--- Source extract Enclosed Below ---
Overnight Monkey Bread

Overnight Monkey Bread

How would you rate this recipe?
Would you make this recipe again?
What skill level is this recipe?
  • 310 cal
  • 11g sat (5g sat)
  • 25mg chol
  • 190mg sodium
  • 54g carb
  • 1g fiber
  • 30g sugars
  • 4g protein


  • 16 ounces frozen pizza dough
  • 2/3 cup granulated sugar
  • 2 teaspoons cinnamon
  • 1/2 cup chopped pecans (optional)
  • 1/2 cup brown sugar
  • 1/4 cup butter
  • 1/4 cup heavy cream
  • 1/2 teaspoon vanilla extract
  • 1 teaspoon bourbon (optional)


The night before, grease a loaf pan. Thaw the frozen dough for 30 minutes and use a sharp knife to cut into pieces about 1 inch across. (If the dough is sticky, keep the knife blade wet, or use your fingers.)

Mix granulated sugar and cinnamon together in a 1-gallon sealable plastic bag, add dough pieces and shake until they’re coated with sugar mixture. Sprinkle half the pecans in the bottom of the pan. Top with half the dough pieces, then remaining pecans, then remaining dough pieces. Place any remaining cinnamon-sugar mixture in a small saucepan with brown sugar, butter and cream. Bring to a boil over high heat, stirring constantly. Cook for 1 minute, then remove from the heat and stir in vanilla and bourbon. Carefully pour hot caramel evenly over the dough. Cover pan loosely with a clean dish cloth and let rise on the counter overnight.

Preheat oven to 350° F. Bake bread for 25 to 30 minutes. Let stand for 2 minutes, then carefully flip pan upside down onto a serving platter. Serve warm.
--- End of Enclosed Source extract ---
### Exercise details
In the monkey bread recipe, what oven temperature is used, and how long does the bread bake?
--- Material supplied Enclosed Below ---
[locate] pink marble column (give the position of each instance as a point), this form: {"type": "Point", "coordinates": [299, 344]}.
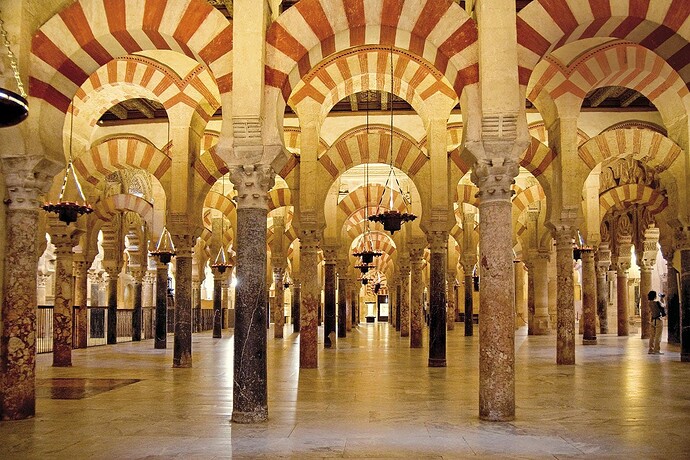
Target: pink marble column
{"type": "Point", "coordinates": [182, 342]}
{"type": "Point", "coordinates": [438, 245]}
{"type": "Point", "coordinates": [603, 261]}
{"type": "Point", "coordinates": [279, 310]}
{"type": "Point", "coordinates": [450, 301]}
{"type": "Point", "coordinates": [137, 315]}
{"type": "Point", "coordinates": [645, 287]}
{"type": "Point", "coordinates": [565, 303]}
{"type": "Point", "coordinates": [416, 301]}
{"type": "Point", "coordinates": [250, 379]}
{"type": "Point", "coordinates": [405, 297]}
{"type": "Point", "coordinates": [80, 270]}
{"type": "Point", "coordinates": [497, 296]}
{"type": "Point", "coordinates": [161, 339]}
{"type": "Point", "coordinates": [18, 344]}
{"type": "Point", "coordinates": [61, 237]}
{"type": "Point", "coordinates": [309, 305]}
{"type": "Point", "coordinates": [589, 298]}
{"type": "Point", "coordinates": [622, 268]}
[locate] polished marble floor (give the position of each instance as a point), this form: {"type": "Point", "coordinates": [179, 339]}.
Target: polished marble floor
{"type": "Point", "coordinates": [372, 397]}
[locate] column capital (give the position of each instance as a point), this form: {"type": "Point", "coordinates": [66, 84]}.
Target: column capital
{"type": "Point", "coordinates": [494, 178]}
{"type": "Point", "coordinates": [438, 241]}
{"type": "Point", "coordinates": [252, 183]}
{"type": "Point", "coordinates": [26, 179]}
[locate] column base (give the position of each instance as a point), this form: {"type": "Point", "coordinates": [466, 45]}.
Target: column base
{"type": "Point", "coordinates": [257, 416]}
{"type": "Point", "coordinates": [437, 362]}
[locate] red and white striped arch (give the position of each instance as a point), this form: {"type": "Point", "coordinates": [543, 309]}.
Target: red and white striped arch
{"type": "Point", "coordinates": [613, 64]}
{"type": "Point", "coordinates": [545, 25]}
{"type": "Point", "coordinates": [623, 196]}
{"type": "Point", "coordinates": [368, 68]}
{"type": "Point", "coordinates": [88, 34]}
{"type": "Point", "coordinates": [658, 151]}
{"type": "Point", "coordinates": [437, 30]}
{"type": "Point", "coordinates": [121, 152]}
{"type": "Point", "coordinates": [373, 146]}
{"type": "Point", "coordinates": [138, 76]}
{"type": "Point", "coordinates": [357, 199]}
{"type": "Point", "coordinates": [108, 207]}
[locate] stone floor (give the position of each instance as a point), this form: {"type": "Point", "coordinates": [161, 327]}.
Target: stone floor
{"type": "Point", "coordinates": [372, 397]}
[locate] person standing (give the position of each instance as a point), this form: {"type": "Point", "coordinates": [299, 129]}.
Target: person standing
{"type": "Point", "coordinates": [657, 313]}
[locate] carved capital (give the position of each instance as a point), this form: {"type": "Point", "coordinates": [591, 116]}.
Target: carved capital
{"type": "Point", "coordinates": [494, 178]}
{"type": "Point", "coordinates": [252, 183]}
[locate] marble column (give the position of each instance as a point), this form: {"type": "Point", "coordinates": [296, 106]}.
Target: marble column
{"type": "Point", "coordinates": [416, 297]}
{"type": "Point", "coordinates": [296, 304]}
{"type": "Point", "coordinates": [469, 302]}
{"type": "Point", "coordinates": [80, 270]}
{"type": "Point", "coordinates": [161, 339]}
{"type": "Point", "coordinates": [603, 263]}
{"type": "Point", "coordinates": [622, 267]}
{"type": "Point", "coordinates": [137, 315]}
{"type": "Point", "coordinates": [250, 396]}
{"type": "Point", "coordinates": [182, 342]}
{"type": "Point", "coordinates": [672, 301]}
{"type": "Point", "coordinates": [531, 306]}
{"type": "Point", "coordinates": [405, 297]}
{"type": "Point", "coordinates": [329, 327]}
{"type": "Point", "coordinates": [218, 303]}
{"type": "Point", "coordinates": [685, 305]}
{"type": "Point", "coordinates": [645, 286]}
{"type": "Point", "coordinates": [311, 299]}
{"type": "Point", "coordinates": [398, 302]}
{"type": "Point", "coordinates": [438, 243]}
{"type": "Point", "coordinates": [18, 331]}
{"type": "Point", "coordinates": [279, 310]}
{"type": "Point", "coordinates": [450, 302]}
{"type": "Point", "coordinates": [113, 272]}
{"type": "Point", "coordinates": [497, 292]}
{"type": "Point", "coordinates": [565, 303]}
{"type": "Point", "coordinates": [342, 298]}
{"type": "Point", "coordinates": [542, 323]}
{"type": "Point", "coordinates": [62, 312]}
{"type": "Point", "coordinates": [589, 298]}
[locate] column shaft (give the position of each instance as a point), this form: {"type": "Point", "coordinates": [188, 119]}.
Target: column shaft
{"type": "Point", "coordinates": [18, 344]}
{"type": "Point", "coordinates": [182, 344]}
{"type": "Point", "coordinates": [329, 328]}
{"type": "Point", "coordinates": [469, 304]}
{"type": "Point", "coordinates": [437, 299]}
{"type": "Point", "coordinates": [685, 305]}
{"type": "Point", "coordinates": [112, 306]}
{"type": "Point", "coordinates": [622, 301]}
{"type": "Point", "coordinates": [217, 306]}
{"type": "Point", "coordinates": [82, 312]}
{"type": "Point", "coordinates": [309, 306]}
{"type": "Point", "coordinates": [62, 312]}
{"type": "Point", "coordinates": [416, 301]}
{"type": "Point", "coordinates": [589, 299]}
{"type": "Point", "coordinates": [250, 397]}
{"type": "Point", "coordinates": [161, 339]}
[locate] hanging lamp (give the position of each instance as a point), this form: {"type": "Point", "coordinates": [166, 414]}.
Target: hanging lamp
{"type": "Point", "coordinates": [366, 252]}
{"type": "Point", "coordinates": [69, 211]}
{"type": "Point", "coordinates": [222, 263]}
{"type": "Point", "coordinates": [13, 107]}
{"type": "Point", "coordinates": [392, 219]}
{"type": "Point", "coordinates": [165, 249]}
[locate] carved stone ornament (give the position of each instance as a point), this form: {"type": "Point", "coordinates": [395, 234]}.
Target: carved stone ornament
--- End of Enclosed Material supplied ---
### Result for this exercise
350° F, for 25 to 30 minutes.